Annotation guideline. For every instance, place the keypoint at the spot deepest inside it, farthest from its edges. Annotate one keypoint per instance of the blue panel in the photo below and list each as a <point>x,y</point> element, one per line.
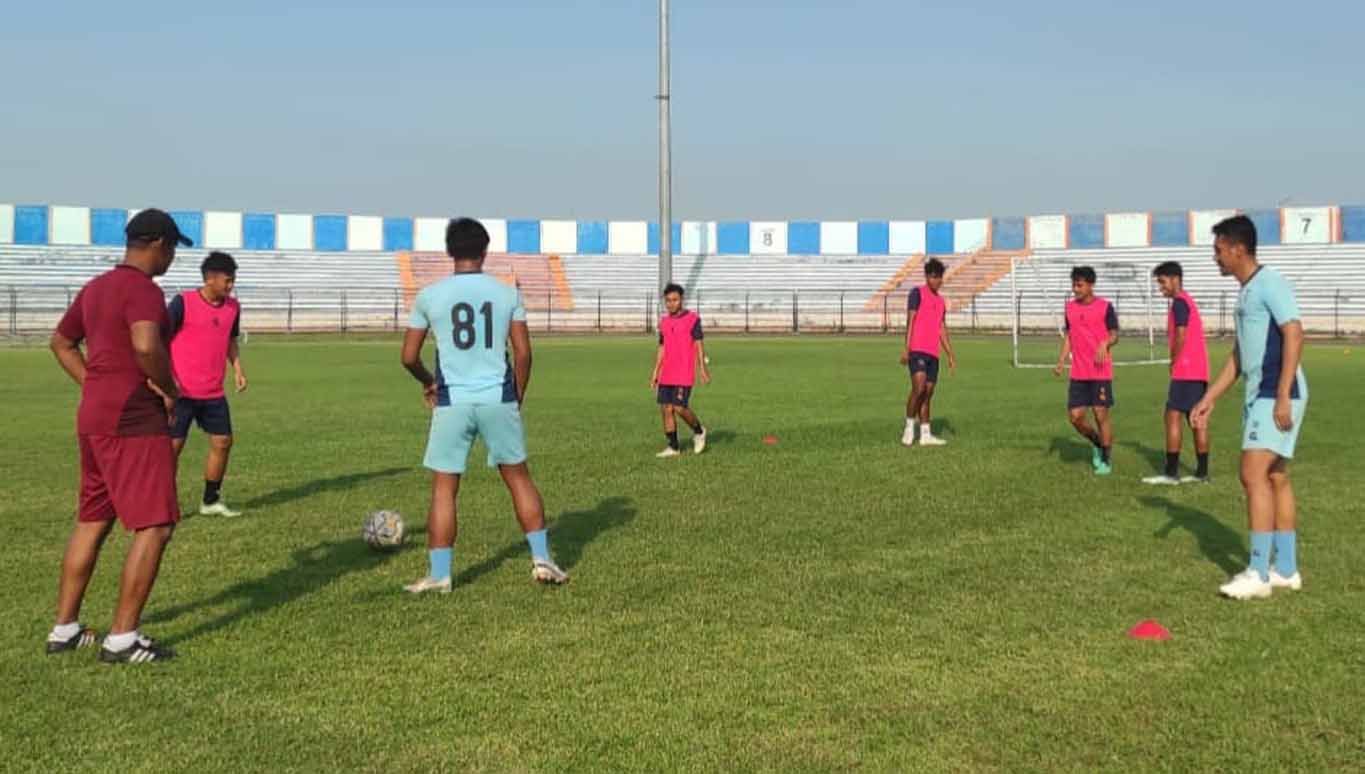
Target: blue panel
<point>107,227</point>
<point>1170,230</point>
<point>1009,234</point>
<point>30,224</point>
<point>1267,225</point>
<point>732,238</point>
<point>593,238</point>
<point>397,234</point>
<point>258,231</point>
<point>938,238</point>
<point>803,238</point>
<point>190,224</point>
<point>874,238</point>
<point>1353,224</point>
<point>524,236</point>
<point>329,234</point>
<point>653,238</point>
<point>1085,231</point>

+++

GIVEN TASK:
Copy the items word for word, from the very first line through the line that contains "<point>1267,225</point>". Omit the pictures from your copy.

SOLUTION TO THE EXERCISE:
Annotation guideline. For every instance, place the keypoint at the spot deepest inside it, farthest from its edges. Annotate one keypoint per instance of the blue panel in the photo below and list each as a <point>x,y</point> element, one per line.
Target: blue panel
<point>107,227</point>
<point>1170,230</point>
<point>1009,234</point>
<point>30,224</point>
<point>1267,225</point>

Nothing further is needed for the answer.